| Selected extract |
[Start of Attachment]
Kevin Yates
- Born: Kevin Peter Yates 6 November 1972 (age 53) Medicine Hat, Alberta, Canada
- Height: 1.81 m (5 ft 11 in)
- Weight: 114 kg (17 st 13 lb)
- School: John Bentley School, Calne

Rugby union career

Senior career
- Years: Team / Apps / (Points)
- 1993–1999: Bath / 47 / (15)
- 2001–2004: Sale / 60 / (0)
- 2004–2008: Saracens / 95 / (60)
- 2008–2009: Nice / 13 / (0)

Provincial / State sides
- Years: Team / Apps / (Points)
- 1999–2000: Wellington Lions

Super Rugby
- Years: Team / Apps / (Points)
- 2000–2001: Hurricanes / 19 / (5)

International career
- Years: Team / Apps / (Points)
- 1997–2007: England / 4 / (0)

= Kevin Yates (rugby union) =

England international rugby union player

Kevin Peter Yates (born 6 November 1972 in Medicine Hat, Alberta, Canada) is a retired English rugby union player whose last club was Prop for Nice in the French Fédérale 1.

Yates professional career began at Bath. He was a member of the side that won the 1995/96 Zurich Premiership. He also played in the 1998 Heineken Cup Semi-final against Pau, but did not feature in the final against CA Brive. Yates made his England debut on the 1997 tour of Argentina.

Yates received a 6-month ban he received for biting the ear of London Scottish flanker Simon Fenn on 10 January 1998 whilst playing for Bath. He subsequently moved to play for the Super 12 side Wellington Hurricanes, making his debut against the Sharks in the opening round of the 2000 Super 12.

Yates also helped the Wellington Lions win the 2000 National Provincial Championship. He joined Sale Sharks in 2001, winning the 2001–02 European Challenge Cup.

Yates joined Saracens in 2004. In 2007, he was called up for England's tour of South Africa alongside Saracens teammates Matt Cairns and Andy Farrell.

Due to Nick Wood being injured, Yates started against South Africa, a record period of time between caps. On this tour he was capped twice; his first senior England caps for 10 years.

At the end of the 2007–08 season he moved to Nice, where he played alongside Dan Luger and Will Johnson before retiring at the end of the season.
[End of Attachment]
(Stored items)
[Start of Attachment]
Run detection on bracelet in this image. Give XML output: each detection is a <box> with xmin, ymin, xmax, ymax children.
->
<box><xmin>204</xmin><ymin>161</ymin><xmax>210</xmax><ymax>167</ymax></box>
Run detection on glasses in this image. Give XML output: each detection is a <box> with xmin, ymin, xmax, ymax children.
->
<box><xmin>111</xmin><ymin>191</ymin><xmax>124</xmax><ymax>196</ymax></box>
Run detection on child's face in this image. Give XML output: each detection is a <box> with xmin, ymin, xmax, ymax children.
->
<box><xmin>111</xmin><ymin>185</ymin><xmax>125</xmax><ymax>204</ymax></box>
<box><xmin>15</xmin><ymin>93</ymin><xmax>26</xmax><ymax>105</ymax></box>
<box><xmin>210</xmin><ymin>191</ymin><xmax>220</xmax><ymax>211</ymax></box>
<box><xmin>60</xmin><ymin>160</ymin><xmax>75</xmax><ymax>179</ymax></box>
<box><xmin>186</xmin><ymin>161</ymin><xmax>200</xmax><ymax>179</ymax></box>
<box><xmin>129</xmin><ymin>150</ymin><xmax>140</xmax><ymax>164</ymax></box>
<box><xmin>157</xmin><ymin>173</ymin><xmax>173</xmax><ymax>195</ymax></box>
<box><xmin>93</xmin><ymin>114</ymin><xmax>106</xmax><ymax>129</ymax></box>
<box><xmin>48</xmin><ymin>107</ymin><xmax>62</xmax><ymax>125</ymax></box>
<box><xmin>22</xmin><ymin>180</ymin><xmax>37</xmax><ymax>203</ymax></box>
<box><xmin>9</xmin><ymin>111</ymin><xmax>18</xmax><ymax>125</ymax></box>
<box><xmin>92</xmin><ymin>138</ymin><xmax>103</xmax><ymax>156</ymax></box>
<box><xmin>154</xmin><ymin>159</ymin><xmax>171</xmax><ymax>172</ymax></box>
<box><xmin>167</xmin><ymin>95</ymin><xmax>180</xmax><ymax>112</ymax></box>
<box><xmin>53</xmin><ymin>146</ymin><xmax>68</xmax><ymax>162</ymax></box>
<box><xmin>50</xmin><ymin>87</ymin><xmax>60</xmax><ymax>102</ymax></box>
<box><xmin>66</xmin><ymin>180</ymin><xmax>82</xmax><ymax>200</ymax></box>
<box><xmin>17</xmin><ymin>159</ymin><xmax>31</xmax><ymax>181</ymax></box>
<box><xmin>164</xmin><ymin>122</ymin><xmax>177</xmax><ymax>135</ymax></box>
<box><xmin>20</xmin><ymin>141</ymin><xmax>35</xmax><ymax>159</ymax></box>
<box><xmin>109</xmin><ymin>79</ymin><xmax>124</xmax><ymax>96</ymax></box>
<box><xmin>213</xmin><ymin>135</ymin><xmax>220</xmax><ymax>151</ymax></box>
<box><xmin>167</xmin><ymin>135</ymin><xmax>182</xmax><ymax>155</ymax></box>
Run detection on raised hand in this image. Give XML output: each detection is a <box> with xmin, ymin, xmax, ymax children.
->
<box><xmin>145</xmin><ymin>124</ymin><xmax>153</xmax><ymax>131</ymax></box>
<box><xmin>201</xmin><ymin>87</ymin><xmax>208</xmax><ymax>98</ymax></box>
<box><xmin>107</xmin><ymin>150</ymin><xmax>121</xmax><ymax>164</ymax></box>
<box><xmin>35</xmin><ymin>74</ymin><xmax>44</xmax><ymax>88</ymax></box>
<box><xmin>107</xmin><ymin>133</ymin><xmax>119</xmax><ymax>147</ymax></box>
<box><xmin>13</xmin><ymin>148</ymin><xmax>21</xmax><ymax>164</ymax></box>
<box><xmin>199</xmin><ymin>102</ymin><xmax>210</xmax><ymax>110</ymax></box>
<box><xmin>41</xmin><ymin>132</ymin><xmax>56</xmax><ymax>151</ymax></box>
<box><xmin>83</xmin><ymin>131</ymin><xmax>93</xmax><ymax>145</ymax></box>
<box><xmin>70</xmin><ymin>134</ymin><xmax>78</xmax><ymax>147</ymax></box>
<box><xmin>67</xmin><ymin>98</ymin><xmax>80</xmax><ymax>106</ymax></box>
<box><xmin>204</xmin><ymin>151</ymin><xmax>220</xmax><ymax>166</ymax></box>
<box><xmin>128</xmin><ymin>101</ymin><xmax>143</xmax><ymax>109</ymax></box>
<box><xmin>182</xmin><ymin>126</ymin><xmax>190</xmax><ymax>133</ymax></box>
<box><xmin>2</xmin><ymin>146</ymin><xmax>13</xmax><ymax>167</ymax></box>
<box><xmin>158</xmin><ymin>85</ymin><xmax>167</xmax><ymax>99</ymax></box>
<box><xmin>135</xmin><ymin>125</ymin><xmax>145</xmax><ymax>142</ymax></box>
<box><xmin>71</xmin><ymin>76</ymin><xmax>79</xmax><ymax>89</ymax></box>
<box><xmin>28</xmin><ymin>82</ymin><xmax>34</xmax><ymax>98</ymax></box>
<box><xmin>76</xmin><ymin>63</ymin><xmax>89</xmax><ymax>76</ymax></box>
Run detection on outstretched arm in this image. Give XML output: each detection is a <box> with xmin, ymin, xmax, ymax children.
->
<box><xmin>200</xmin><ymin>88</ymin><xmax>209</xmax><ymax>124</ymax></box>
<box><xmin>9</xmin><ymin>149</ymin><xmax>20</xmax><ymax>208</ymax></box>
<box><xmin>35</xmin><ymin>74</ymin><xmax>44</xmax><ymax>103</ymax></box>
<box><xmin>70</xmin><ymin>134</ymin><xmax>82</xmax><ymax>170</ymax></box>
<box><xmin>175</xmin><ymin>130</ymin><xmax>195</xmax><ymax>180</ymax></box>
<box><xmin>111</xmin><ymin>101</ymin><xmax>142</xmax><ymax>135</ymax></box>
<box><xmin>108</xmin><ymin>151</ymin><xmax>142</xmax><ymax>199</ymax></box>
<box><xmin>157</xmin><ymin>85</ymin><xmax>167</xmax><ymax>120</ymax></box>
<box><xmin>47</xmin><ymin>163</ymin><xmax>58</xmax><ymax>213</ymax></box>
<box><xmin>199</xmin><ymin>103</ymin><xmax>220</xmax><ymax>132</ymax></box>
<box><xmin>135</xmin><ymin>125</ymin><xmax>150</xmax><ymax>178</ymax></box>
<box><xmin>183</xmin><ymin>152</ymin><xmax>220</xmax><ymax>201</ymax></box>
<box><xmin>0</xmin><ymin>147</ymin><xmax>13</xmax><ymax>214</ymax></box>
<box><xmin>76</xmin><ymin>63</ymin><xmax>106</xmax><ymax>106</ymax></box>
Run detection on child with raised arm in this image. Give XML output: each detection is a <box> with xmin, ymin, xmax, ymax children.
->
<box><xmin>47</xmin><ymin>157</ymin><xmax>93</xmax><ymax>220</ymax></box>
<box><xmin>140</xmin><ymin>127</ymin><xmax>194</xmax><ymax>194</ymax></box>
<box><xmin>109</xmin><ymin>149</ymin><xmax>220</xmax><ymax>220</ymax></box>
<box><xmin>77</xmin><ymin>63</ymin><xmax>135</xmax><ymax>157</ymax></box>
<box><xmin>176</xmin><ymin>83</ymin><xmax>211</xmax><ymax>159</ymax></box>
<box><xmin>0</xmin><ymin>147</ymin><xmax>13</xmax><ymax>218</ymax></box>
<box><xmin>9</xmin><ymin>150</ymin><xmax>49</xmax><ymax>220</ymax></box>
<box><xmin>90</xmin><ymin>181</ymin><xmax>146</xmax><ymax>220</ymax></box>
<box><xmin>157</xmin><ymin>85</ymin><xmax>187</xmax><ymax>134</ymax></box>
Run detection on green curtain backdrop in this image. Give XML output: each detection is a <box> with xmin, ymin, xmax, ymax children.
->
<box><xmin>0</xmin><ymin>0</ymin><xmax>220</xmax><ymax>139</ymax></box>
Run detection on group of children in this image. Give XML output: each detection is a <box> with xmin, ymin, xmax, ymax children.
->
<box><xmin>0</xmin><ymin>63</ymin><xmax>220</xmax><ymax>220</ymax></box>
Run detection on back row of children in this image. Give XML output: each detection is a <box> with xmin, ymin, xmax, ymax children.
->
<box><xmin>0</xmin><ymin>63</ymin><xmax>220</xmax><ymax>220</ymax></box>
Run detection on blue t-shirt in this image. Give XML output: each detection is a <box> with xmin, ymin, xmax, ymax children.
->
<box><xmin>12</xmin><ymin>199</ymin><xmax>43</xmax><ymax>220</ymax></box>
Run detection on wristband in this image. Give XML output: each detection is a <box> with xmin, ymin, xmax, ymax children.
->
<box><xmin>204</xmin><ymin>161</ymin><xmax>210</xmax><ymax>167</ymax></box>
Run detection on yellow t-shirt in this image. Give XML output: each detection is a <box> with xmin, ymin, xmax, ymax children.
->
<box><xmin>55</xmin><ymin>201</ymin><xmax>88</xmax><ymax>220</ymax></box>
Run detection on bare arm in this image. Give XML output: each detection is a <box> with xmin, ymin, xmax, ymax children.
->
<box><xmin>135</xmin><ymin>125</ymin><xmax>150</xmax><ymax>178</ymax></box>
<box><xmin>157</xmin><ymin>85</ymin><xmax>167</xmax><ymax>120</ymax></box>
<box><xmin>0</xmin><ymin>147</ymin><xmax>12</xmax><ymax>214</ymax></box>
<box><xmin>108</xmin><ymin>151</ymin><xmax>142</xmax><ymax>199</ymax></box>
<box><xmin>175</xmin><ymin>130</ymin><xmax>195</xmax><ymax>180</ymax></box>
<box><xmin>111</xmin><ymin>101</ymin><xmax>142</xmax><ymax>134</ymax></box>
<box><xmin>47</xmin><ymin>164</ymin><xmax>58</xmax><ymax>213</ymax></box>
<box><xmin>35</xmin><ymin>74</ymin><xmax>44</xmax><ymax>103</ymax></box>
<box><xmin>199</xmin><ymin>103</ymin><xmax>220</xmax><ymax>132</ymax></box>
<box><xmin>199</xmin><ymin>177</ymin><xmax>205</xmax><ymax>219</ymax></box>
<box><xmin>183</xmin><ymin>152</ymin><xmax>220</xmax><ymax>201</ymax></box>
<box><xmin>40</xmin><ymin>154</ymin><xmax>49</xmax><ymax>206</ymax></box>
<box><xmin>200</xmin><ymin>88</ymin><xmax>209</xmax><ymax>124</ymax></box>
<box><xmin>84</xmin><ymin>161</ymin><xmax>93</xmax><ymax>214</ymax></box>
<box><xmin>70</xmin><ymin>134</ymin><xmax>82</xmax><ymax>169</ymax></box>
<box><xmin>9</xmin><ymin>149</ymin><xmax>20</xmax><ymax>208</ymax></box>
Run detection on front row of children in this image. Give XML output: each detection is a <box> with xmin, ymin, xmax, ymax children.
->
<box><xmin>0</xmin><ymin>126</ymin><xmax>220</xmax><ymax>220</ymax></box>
[End of Attachment]
| Task objective |
Reproduce the passage of the Kevin Yates text between "- 1997–2007: England" and "2000 Super 12.", inclusive. The stored items play no part in what comes next.

| Answer to the problem |
- 1997–2007: England / 4 / (0)

= Kevin Yates (rugby union) =

England international rugby union player

Kevin Peter Yates (born 6 November 1972 in Medicine Hat, Alberta, Canada) is a retired English rugby union player whose last club was Prop for Nice in the French Fédérale 1.

Yates professional career began at Bath. He was a member of the side that won the 1995/96 Zurich Premiership. He also played in the 1998 Heineken Cup Semi-final against Pau, but did not feature in the final against CA Brive. Yates made his England debut on the 1997 tour of Argentina.

Yates received a 6-month ban he received for biting the ear of London Scottish flanker Simon Fenn on 10 January 1998 whilst playing for Bath. He subsequently moved to play for the Super 12 side Wellington Hurricanes, making his debut against the Sharks in the opening round of the 2000 Super 12.